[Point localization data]
________

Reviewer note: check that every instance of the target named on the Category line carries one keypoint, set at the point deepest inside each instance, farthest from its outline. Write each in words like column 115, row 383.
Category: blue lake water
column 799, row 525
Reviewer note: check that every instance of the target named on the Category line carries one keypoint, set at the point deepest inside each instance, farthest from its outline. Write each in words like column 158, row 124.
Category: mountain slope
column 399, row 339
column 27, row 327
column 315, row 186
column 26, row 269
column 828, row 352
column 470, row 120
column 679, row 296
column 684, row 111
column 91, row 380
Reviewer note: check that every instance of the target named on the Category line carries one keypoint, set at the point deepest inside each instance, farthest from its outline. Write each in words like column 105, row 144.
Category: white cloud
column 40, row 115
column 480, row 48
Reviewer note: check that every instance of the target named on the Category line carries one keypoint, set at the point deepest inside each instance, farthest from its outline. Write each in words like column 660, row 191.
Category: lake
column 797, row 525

________

EXERCISE OBJECTIVE: Copy each line of the data exactly, leaving nothing out.

SOLUTION:
Reviewer note: check that every instance of the target named on the Category line carries one keypoint, set at the point deepest inside each instance, farthest from its outline. Write each in words like column 115, row 383.
Category: blue lake water
column 799, row 525
Reviewer note: check that every instance of the target named on the Category line carries one keypoint, set at the point deepest inside each instance, farthest from its outline. Write each in words like column 158, row 124.
Category: mountain slope
column 399, row 339
column 27, row 327
column 315, row 186
column 26, row 269
column 828, row 352
column 470, row 120
column 679, row 296
column 684, row 111
column 91, row 380
Reviewer note: check that every instance of the target named on the Category line carries one keypoint, set at the point deepest inside each instance, farthest from its outline. Write each in words like column 105, row 144.
Category: white cloud
column 40, row 115
column 480, row 48
Reviewer note: check that every instance of the target named on the Category line carries one keypoint, set at the point deepest inside each instance, farthest from its outline. Write each in words like column 660, row 191.
Category: lake
column 797, row 525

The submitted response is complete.